ARTICLE —
################
Lake Strom Thurmond

Lake Strom Thurmond

Sunset
Location McCormick County, SC & Lincoln County, GA & Columbia County, GA
Coordinates 33°39′40″N 082°11′57″W / 33.66111°N 82.19917°WCoordinates: 33°39′40″N 082°11′57″W / 33.66111°N 82.19917°W
Lake type reservoir
Primary inflows Savannah River
Primary outflows Savannah River
Basin countries United States
Surface area 71,100 acres (288 km2)
Surface elevation 330 ft (100 m)
The Thurmond Dam, as seen from the fishing pier below.

Lake Strom Thurmond, also known as Clarks Hill Lake, is a reservoir at the border between Georgia and South Carolina in the Savannah River Basin. It was created by the J. Strom Thurmond Dam during 1951 and 1952 by the U.S. Army Corps of Engineers near the confluence of the "Little River" and the Savannah River. At 71,000 acres (287 km²), it is the third-largest artificial lake east of the Mississippi River, behind the Kentucky Lake on the Tennessee River and Lake Marion on the Santee River. The J. Strom Thurmond Dam is located upstream from Augusta, Georgia.

The Thurmond Lake and Dam is one of the southeast's largest and most popular public recreation lakes. The dam Built by the U.S. Army Corps of Engineers between 1946 and 1954 but the lake was filled during 1951 and 1952 as part of a flood control, hydropower, and navigation project.[1] Its legally authorized purposes now include recreation, water quality, water supply, and fish and wildlife management. Each year, millions of people utilize the many public parks, marinas, and campgrounds conveniently located around the lake to pursue a variety of outdoor recreational experiences -making Thurmond one of the 10 most visited Corps lakes in the nation.

Thurmond Lake is a man-made lake bordering Georgia and South Carolina on the Savannah, Broad, and Little Rivers. The lake is created by the J. Strom Thurmond Dam located on the Savannah River twenty-two miles above Augusta Georgia and 239.5 miles (385.4 km) above the mouth of the Savannah River. The lake extends 39.4 miles (63.4 km) up the Savannah River, 29 miles (47 km) up the Little River in Georgia, and 6.5 miles (10.5 km) up the Broad River in Georgia, and 17 miles (27 km) up the Little River in South Carolina, at normal pool elevation of 330 mean sea level, Thurmond Lake comprises nearly 71,100 acres (287 km²) of water with a shoreline of 1,200 miles (1,900 km). The entire Thurmond “Project” contains 151,000 acres (611 km²) of land and water.
################
SUPPLIED RECORDS —
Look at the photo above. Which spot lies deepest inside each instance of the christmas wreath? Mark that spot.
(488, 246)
################
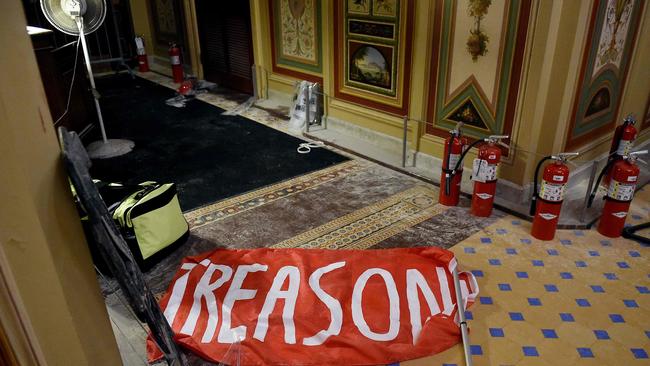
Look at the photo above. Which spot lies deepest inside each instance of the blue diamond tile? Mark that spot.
################
WHAT YOU WILL DO —
A - Repeat word for word the passage of the Lake Strom Thurmond article between "The Thurmond Lake" and "in the nation.", inclusive.
B - Carry on the Lake Strom Thurmond article from the point where it stops.

ANSWERS FOR THIS EXERCISE —
A -
The Thurmond Lake and Dam is one of the southeast's largest and most popular public recreation lakes. The dam Built by the U.S. Army Corps of Engineers between 1946 and 1954 but the lake was filled during 1951 and 1952 as part of a flood control, hydropower, and navigation project.[1] Its legally authorized purposes now include recreation, water quality, water supply, and fish and wildlife management. Each year, millions of people utilize the many public parks, marinas, and campgrounds conveniently located around the lake to pursue a variety of outdoor recreational experiences -making Thurmond one of the 10 most visited Corps lakes in the nation.

B -
J. Strom Thurmond Lake and Dam is the first Corps of Engineers project to be built in the Savannah River Basin. Hartwell Lake and Dam the second project built in the basin was completed in 1963, and a third project, Richard B. Russell Lake and Dam was completed in 1985. Together these three lakes form a chain of lakes that is 120 miles (190 km) long. Congress authorized Thurmond Lake in 1944 and construction began in 1946. The project was completed in 1954 at a cost of $79 million.

History

Originally the project was to be called “Clarks Hill Dam”. The “s” at the end of “Clarks” was omitted due to a clerical error in the original Congressional Authorization, and the project became “Clark Hill Dam”. The authorization document outlined the plan of development for the basin with authorized purposes of power production, incidental flood control, and navigation. Later, recreation, water quality, water supply, and fish & wildlife management were added as authorized purposes. After that the dam was renamed “Clarks Hill Dam”.

The 1966 Flood Control Act authorized the building of Trotters Shoals Lake and Dam on the Savannah River between Clarks Hill Lake and Hartwell Lake. This lake was later renamed to commemorate a late senator from Georgia, Richard B. Russell who was very important in supporting the building of dams on the river. This created a movement to rename Clarks Hill Lake after J. Strom Thurmond, the longest serving senator in US history who was from Edgefield on the South Carolina side of the lake. This movement gained support due to the senator's great popularity in the area, and in 1988 the project was congressionally renamed “J. Strom Thurmond Dam and Lake at Clarks Hill”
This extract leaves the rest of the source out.